Pada album keduanya yaitu “Titik Api” sampai ke album keempat yaitu
“Tiga Bendera” , disinilah Harry mulai
memadukan antara unsur musik tradisi (pentatonik) yang direpresentasikan melalui instrumen musik gamelan, terompet pencak, karinding dan
lain - lain. Sebagai representasi dari unsur musik modern (diatonik) menggunakan instrumen gitar,
bas, drum, keyboard dan lain - lain. Karya
Harry ini banyak ditentang oleh
para pemusik tradisi pada saat itu. Mereka beranggapan bahwa apa yang dilakukan
oleh Harry merusak musik tradisi. Tetapi
tidak semua pemusik tradisi pada saat itu menentang, ada pula yang mendukung
Harry, salah satunya adalah Raden Ading Afandi, yang dikenal sebagai pendiri
group “Lingga Binangkit” dan “Patria”.
Pada album Gadis Plastik sampai Kota gelap ini Harry mulai
meninggalkan “gaya” musik yang memadukan musik tradisi dengan musik modern dan
kembali pada format album pertama. Yang membedakannya kali ini, Harry
dipengaruhi oleh beberapa “band Barat” yang sedang popular saat itu yang
dibawakan oleh group dari luar negeri, seperti Gentle Giant, Pink Floyd,
Santana, Emerson lake and Palmer, Jimie Hendrix, Frank Zappa, dan lain - lain. Secara tidak langsung Harry memperkenalkan gaya kontrapung
– nya (suatu komposisi musik dengan gaya bersahut - sahutan atau jalur melodi
berlawanan) Gentle Giant, struktur harmoni para pemusik Barat pada saat itu,
gaya komposisi dan penulisan liriknya Frank Zappa semuanya menjadi ide pokok
yang terdapat juga dalam karya - karya Harry Roesli.

- BARIS MASUKAN -
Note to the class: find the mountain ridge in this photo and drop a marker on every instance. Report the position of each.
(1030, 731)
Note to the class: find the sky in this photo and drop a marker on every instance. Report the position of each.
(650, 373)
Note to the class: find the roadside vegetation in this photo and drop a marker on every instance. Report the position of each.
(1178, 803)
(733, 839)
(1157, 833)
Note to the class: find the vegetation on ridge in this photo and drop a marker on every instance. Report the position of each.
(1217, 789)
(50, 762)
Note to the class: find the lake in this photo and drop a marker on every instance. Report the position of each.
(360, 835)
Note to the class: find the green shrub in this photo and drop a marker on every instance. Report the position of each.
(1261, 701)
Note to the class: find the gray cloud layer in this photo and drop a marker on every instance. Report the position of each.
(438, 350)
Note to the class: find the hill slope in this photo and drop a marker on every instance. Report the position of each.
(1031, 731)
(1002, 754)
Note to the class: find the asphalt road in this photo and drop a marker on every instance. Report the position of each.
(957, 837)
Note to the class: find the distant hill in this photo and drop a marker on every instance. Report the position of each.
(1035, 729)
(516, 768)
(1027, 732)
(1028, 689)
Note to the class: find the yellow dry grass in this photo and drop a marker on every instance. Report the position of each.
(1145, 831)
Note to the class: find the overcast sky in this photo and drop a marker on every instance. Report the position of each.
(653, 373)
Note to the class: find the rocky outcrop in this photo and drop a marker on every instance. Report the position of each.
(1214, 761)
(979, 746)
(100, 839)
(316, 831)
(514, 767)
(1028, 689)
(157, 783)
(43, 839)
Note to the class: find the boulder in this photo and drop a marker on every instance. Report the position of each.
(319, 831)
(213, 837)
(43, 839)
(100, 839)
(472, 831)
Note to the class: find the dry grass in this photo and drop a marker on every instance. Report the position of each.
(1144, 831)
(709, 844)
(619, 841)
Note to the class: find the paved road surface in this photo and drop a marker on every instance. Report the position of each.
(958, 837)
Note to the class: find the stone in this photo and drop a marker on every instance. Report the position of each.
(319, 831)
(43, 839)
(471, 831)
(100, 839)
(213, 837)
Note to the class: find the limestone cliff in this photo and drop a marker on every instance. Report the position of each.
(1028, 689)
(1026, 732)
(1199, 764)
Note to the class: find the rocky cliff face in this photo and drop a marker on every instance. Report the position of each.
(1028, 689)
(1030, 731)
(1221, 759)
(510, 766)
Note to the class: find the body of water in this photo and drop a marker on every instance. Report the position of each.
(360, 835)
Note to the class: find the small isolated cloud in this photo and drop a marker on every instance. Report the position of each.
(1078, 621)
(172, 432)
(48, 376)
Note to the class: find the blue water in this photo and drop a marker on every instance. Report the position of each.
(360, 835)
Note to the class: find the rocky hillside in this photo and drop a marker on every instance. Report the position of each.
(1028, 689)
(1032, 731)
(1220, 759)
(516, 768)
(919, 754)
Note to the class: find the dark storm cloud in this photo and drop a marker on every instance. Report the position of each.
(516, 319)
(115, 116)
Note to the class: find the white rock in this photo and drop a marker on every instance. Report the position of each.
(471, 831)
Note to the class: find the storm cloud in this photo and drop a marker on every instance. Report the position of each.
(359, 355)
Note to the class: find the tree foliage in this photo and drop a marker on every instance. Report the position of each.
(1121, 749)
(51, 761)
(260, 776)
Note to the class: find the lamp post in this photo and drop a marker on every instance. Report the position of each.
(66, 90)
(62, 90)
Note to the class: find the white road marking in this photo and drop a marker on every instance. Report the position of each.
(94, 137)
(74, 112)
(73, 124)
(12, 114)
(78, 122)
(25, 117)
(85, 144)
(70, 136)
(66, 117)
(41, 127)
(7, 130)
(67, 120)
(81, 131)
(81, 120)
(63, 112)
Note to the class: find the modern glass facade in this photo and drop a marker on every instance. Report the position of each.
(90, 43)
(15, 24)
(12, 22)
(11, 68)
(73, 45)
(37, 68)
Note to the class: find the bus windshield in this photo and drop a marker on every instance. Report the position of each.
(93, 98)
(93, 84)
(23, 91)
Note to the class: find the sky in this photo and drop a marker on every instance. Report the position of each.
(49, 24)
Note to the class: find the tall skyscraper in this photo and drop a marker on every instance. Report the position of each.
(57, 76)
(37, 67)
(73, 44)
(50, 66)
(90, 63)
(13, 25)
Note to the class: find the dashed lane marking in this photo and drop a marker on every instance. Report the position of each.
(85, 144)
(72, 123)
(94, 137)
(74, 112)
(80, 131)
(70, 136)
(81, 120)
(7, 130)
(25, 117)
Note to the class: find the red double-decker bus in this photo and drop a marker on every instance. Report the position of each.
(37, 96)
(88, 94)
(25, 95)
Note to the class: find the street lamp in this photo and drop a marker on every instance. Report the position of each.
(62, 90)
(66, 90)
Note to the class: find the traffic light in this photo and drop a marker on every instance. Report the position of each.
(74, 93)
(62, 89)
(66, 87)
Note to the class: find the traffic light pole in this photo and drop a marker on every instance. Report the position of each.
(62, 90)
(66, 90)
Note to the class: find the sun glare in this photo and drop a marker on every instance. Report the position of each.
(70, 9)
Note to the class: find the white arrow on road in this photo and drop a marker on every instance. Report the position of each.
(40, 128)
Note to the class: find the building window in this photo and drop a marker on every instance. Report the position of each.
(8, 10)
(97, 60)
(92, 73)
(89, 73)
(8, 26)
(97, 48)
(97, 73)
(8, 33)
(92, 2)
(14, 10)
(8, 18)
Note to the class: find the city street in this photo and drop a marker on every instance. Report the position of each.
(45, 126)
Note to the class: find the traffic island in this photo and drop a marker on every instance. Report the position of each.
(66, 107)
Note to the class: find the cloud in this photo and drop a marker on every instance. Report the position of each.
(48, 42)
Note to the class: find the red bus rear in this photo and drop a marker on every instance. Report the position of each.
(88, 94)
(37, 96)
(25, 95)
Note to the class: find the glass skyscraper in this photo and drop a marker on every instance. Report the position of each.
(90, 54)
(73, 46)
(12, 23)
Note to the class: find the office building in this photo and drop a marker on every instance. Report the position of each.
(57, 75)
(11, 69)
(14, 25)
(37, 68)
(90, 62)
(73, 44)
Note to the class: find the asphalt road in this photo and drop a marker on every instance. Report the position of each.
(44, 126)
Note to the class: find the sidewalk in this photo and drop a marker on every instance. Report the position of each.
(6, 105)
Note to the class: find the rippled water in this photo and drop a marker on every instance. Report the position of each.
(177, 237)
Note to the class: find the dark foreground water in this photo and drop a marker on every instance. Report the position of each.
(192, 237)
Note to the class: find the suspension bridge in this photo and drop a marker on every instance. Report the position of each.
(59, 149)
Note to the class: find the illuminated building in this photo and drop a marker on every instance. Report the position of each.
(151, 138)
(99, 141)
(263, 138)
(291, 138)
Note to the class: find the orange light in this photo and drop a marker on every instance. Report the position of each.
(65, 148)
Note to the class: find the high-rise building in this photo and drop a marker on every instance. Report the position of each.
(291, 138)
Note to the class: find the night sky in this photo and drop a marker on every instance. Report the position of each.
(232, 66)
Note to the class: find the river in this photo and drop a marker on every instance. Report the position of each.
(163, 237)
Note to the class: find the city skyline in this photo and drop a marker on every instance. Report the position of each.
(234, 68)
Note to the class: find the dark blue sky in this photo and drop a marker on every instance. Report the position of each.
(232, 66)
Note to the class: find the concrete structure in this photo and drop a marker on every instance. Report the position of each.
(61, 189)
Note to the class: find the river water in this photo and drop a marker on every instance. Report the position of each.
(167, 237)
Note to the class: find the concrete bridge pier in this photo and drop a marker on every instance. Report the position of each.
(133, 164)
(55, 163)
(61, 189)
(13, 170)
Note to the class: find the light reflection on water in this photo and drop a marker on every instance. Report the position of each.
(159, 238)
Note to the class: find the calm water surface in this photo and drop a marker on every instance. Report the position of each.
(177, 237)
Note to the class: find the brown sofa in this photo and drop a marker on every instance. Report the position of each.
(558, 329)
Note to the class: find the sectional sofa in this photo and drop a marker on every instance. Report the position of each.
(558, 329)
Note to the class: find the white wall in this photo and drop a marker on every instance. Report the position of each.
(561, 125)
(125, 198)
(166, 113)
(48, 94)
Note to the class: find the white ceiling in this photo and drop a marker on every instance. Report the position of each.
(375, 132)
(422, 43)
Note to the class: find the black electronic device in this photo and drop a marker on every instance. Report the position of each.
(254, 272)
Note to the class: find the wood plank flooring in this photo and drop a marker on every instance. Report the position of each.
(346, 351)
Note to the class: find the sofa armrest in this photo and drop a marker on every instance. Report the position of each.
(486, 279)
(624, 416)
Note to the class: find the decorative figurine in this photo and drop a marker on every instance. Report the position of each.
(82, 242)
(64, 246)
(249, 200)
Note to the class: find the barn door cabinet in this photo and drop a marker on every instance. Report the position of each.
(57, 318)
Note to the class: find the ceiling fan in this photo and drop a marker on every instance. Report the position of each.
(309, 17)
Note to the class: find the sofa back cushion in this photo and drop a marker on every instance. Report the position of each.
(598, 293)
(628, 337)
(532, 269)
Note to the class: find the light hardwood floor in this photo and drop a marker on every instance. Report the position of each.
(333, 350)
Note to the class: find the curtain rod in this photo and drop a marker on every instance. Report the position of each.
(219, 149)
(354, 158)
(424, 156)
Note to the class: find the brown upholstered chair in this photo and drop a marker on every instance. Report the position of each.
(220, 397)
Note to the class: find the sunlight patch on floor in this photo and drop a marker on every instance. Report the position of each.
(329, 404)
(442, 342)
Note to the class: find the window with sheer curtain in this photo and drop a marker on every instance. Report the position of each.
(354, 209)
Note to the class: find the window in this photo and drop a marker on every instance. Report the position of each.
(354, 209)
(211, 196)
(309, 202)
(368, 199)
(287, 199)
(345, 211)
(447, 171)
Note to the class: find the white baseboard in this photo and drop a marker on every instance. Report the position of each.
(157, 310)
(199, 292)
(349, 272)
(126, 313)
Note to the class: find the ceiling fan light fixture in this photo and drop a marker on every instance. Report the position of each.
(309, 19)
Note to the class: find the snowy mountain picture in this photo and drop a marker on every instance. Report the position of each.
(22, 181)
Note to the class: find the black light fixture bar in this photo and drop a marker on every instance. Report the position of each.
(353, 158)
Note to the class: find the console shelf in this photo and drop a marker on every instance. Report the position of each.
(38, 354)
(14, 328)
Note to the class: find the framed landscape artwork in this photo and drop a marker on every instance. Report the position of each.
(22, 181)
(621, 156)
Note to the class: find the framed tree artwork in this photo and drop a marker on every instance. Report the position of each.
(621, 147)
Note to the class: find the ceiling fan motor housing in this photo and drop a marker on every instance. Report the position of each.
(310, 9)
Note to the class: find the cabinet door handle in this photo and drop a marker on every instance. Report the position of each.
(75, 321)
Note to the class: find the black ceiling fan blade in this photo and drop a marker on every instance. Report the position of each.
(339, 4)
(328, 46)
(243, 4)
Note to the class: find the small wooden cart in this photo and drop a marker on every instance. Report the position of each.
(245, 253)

- YANG DIKERJAKAN -
**1)** Kembalikan seluruh bagian teks tentang musik Harry Roesli, dari "Pada album Gadis" hingga "karya Harry Roesli.", tanpa mengubah satu kata pun.
**2)** Kembalikan setiap baris masukan yang memuat kata "skyscraper", dengan membedakan huruf besar dan huruf kecil.
Teks dan baris-baris di atas adalah dua bahan yang terpisah satu sama lain.

- JAWABAN BERURUTAN -
**1)**
Pada album Gadis Plastik sampai Kota gelap ini Harry mulai
meninggalkan “gaya” musik yang memadukan musik tradisi dengan musik modern dan
kembali pada format album pertama. Yang membedakannya kali ini, Harry
dipengaruhi oleh beberapa “band Barat” yang sedang popular saat itu yang
dibawakan oleh group dari luar negeri, seperti Gentle Giant, Pink Floyd,
Santana, Emerson lake and Palmer, Jimie Hendrix, Frank Zappa, dan lain - lain. Secara tidak langsung Harry memperkenalkan gaya kontrapung
– nya (suatu komposisi musik dengan gaya bersahut - sahutan atau jalur melodi
berlawanan) Gentle Giant, struktur harmoni para pemusik Barat pada saat itu,
gaya komposisi dan penulisan liriknya Frank Zappa semuanya menjadi ide pokok
yang terdapat juga dalam karya - karya Harry Roesli.

**2)**
Note to the class: find the tall skyscraper in this photo and drop a marker on every instance. Report the position of each.
Note to the class: find the glass skyscraper in this photo and drop a marker on every instance. Report the position of each.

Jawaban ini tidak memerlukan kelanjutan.